→ Consignes de l'exercice:
(1) Résumez en deux phrases l'entretien sur le concert solidaire.
(2) Prolongez, s'il vous plaît, l'entretien sur le concert solidaire à partir de sa dernière phrase.

→ Texte d'étude:
.....

Le festival La Isla 2068, que vous organisez, s’était vu refuser le permis d’alcool pour des raisons inconnues à la dernière minute en mai. Cette fois, c’est un nouveau coup dur. Quel sentiment vous anime ?
Bien que les deux événements n’aient aucun rapport, nous sommes hypertristes de la situation. Nous sommes forcément, à chaud, dégoûtés, puisque nous avions déjà des bâtons dans les roues pour d’autres domaines qui nécessitent des autorisations, dont de vente d’alcool. Mais nous n’allons pas tout mélanger.
Ce samedi, pour la première fois que nous organisions un événement qui finissait aussi tôt, où il n’y avait pas d’alcool, et qui était 100% solidaires, nous nous sommes retrouvés avec des personnes qui nous ont attaqués et qui s’en sont prises au public. Alors que c’est exactement l’inverse de la démarche. Nous étions tous dans l’incompréhension. Nous savions que La Citadelle était un lieu particulièrement sensible et c’était justement pour cette raison que nous y avons tenu un concert solidaire. Nous voulions créer une unité. Nous ne nous imaginions pas que ce genre d’incidents allait éclater.
Avez-vous un message pour les autorités ?

.....

→ Éléments listés dans un jeu de données:
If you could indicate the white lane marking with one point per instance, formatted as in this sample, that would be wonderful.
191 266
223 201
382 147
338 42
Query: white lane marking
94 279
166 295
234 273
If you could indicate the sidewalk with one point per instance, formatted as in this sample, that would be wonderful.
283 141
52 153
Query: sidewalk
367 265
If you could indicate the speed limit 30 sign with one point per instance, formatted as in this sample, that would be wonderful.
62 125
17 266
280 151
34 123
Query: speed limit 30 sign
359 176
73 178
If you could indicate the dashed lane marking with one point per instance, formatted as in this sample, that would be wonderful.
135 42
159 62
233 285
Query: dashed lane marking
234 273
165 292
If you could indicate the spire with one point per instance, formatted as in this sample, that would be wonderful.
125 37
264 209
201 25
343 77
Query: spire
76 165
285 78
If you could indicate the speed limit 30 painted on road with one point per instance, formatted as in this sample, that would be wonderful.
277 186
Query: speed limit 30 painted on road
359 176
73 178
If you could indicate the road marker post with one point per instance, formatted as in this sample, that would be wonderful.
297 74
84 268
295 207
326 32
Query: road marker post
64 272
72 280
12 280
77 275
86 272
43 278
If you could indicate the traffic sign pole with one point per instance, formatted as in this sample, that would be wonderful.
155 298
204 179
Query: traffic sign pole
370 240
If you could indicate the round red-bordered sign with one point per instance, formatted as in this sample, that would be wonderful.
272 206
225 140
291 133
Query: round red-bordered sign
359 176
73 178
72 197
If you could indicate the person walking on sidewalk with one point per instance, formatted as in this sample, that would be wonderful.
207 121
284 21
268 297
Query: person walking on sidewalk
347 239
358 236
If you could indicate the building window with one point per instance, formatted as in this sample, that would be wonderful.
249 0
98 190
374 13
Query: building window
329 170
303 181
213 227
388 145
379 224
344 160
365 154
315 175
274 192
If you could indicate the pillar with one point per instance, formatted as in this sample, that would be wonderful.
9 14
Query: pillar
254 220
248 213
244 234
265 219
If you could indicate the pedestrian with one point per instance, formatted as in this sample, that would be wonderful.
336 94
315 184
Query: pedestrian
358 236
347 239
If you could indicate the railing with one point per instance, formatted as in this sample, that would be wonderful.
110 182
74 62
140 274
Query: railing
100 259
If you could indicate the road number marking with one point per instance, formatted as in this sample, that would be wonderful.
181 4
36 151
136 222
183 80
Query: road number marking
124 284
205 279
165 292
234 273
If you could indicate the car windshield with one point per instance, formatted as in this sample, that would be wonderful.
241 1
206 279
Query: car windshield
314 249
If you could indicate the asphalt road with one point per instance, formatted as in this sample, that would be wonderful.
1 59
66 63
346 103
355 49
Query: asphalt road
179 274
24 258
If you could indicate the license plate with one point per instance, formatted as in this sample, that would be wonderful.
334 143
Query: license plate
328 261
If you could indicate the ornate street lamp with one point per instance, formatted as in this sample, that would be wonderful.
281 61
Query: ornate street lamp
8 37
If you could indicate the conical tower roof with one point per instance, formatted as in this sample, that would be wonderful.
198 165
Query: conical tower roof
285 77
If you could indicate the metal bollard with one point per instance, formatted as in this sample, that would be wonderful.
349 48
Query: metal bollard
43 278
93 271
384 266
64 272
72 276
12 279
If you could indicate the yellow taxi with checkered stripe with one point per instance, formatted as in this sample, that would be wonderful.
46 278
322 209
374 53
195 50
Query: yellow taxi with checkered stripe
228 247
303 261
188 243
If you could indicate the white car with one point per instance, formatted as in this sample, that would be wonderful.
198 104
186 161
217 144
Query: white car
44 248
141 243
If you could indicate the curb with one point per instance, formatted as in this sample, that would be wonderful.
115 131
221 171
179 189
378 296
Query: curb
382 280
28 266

.....

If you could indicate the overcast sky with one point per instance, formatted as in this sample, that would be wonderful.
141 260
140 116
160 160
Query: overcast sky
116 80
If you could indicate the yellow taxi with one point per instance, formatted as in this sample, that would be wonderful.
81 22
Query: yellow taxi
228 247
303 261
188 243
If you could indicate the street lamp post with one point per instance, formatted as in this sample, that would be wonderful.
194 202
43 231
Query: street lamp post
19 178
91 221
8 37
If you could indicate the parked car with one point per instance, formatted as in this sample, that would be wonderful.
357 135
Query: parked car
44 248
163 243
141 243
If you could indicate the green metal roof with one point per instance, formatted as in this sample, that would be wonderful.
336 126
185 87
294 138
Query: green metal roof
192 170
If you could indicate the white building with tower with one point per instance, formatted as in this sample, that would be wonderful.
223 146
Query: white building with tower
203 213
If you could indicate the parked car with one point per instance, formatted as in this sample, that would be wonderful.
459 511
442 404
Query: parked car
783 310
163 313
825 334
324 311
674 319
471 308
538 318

.....

→ Résultats de l'exercice:
(1) Les organisateurs du festival La Isla 2068, qui s'étaient vu refuser le permis d'alcool en mai, se disent très tristes et dégoûtés après un nouveau coup dur. Samedi, lors d'un concert solidaire sans alcool tenu à La Citadelle pour créer une unité, des personnes les ont attaqués et s'en sont prises au public.

(2)
Nous avons un message très clair. C’est très bien que des choses se passent. Au niveau politique, nous avons reçu des soutiens unanimes de différents bords. Nous sentons une unité nationale. En tant qu’organisateur d’événements, nous nous sentons considérés. Toutefois, nous espérons que dans les prochains mois, voire dans un an, quand nous organiserons La Isla 2068, qu’ils seront présents pour faire en sorte que nous ayons le droit de tenir ces événements, et ce, en sécurité, pour que nous puissions rassembler un public cosmopolite sans avoir à se demander si, à la veille de l’événement, la police débarquera pour nous dire que nous n’avons pas le droit de le tenir. Alors que nous aurons déjà engagé des dépenses très importantes. Il faut que cela change et nous espérons que les autorités seront sensibles aux problèmes des acteurs de l’événementiel et des artistes. Que nous ayons cette liberté de pouvoir rassembler les gens, surtout quand c’est pour une bonne cause !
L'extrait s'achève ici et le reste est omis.